Provided records: Begin
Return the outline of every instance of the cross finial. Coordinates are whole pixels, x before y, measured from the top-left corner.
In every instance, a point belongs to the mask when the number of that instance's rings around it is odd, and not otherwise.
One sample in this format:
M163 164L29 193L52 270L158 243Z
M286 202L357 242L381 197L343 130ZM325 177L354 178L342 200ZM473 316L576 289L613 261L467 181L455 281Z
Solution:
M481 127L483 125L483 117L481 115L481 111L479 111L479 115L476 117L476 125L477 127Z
Provided records: End
## What you have to do
Using the data above, repeat exactly the lines that begin at the line with "In every instance, a" and end at the line with "M163 164L29 193L52 270L158 243Z", both ends included.

## Solution
In every instance, a point belongs to the mask when the number of that instance's rings around it is odd, and not otherwise.
One sample in this format:
M163 164L29 193L52 270L158 243Z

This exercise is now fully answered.